- DOCUMENT -

Loi fédérale sur les mesures policières "antiterroristes" : Retour de la police fouineuse ?

Le 13 juin, le peuple se prononcera (notamment) sur une loi de mesures policières "antiterroristes" adoptée par les Chambres fédérales en septembre de l'année dernière et contre laquelle un référendum a abouti, lancé par la Jeunesse socialiste, les Jeunes Verts et Verts libéraux, le Parti pirate et le "Computer Chaos Club". Une large coalition d'ONG a lancé fin mars sa campagne contre cette loi, qui donnerait à la police fédérale le pouvoir d'user de mesures de contraintes contre des personnes (même mineures) n'ayant commis aucun délit mais jugées potentiellement dangereuses. "Même une action de protestation légitime pourrait être poursuivie comme 'acte terroriste'", dénonce Amnesty International. Pour le comité  de campagne contre la loi, elle met en danger des droits fondamentaux et est porteuse d'un risque d'arbitraire policier, dès lors qu'elle laisse à la discrétion de la police fédérale des décisions qui devraient relever de la justice, et à la police la capacité de décider de ce qui est du terrorisme et décider de mesures de contrainte, sur la seule base d'indices, voire de soupçons, mais sans preuves, et sans même qu'aucun acte répréhensible ait été commis. Retour de la police fouineuse ?

Un malpensé juridique : le terrorisme

La loi soumise le 13 juin au jugement sagace, forcément sagace, du peuple suisse, est fille des actes terroristes islamistes commis autour de 2015 (exemplairement, le massacre de "Charlie Hebdo". La Suisse se dote alors de ce qu'elle considère comme les éléments d'une stratégie antiterroriste : une adaptation du droit pénal, ratifiée par le parlement l'année dernière, un plan d'action national contre la radicalisation et l'extrémisme violent, mis en oeuvre il y a quatre ans, et le renforcement des mesures policières préventives, qui est précisément l'objet du vote de dans deux mois.
Ces dispositions de la loi (obligation de s'annoncer régulièrement à un poste de police ou à une autre autorité, interdiction de quitter un territoire, assignation à domicile, localisation des portables, bracelet électronique, placement en détention des étrangers pour expulsion) ou pourraient être mise en oeuvre pendant six mois "lorsqu'une personne constitue une menace mais que les indices disponibles ne sont pas suffisants pour ouvrir une procédure pénale." Autrement dit, la loi est une loi de contournement de la justice ordinaire (sauf dans le cas de l'assignation à domicile, c'est la police fédérale qui ordonne les mesures). Or la loi prévoit que les personnes qui soutiennent des organisations criminelles ou terroristes puissent être punies d'une mesure privative de liberté pouvant aller jusqu'à dix ans.

- Entrées d'annotation par coordonnées -
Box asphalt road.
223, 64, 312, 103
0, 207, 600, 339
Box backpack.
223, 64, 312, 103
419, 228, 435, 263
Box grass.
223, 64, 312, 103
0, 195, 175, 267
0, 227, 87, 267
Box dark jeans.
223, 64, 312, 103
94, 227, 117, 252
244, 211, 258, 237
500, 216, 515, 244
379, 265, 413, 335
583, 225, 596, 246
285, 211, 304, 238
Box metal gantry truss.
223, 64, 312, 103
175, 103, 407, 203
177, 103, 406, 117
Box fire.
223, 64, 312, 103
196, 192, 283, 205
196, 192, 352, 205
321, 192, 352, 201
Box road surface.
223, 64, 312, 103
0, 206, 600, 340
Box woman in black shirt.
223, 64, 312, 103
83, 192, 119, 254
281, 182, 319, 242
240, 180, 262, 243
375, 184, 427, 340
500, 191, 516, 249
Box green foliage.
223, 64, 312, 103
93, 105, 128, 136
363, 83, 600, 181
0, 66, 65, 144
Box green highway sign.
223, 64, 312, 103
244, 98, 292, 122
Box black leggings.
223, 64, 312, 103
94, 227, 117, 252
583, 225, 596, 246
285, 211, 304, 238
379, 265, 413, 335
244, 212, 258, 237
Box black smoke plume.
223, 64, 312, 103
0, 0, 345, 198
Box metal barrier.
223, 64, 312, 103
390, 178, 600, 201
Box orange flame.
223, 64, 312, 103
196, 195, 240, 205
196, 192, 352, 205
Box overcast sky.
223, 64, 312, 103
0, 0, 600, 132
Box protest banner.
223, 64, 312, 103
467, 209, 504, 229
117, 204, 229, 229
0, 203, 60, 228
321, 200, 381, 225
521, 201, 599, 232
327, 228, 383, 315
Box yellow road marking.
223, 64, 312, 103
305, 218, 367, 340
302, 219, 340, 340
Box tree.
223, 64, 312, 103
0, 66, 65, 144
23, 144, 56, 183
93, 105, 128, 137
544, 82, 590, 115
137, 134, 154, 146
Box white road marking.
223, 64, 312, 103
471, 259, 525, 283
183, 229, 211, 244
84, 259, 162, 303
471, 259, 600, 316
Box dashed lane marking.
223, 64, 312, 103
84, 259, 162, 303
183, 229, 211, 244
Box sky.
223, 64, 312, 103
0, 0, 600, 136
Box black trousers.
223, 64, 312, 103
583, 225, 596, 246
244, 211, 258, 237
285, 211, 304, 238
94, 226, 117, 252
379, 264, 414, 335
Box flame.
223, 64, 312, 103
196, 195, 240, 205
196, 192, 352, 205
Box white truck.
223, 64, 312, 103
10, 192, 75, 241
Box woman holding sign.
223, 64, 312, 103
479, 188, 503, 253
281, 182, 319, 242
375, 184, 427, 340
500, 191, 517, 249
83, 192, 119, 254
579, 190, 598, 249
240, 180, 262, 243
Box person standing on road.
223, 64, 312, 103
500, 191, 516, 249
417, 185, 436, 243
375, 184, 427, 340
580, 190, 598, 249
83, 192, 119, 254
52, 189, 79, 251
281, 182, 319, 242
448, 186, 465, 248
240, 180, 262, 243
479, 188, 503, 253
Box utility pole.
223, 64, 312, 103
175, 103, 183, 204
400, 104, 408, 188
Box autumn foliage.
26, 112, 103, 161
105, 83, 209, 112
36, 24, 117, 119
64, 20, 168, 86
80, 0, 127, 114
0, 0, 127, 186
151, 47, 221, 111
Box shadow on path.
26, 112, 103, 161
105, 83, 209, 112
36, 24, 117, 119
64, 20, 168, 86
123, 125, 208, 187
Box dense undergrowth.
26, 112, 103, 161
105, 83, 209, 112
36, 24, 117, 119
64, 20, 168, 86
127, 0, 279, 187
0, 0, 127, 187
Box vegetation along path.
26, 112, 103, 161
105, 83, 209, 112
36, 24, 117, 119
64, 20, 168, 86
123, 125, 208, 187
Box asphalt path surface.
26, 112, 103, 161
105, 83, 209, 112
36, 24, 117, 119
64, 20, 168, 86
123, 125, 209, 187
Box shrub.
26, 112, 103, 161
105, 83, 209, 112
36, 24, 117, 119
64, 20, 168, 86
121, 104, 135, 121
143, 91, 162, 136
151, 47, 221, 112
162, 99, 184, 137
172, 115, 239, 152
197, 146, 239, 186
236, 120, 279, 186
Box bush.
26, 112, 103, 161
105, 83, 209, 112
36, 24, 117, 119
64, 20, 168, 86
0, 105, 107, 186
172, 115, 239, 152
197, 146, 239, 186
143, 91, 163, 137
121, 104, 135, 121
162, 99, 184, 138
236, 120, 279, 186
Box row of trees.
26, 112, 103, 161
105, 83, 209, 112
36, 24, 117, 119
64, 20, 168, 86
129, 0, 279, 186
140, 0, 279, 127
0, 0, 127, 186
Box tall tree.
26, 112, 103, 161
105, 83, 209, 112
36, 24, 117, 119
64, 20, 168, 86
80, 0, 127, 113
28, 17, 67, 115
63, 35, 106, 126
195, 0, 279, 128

- CONSIGNES DE L'EXERCICE -
Dans le document sur la loi fédérale antiterroriste, relevez toutes les mesures énumérées entre parenthèses après « Ces dispositions de la loi ».

- RÉPONSE RÉDIGÉE -
- Obligation de s'annoncer régulièrement à un poste de police ou à une autre autorité
- Interdiction de quitter un territoire
- Assignation à domicile
- Localisation des portables
- Bracelet électronique
- Placement en détention des étrangers pour expulsion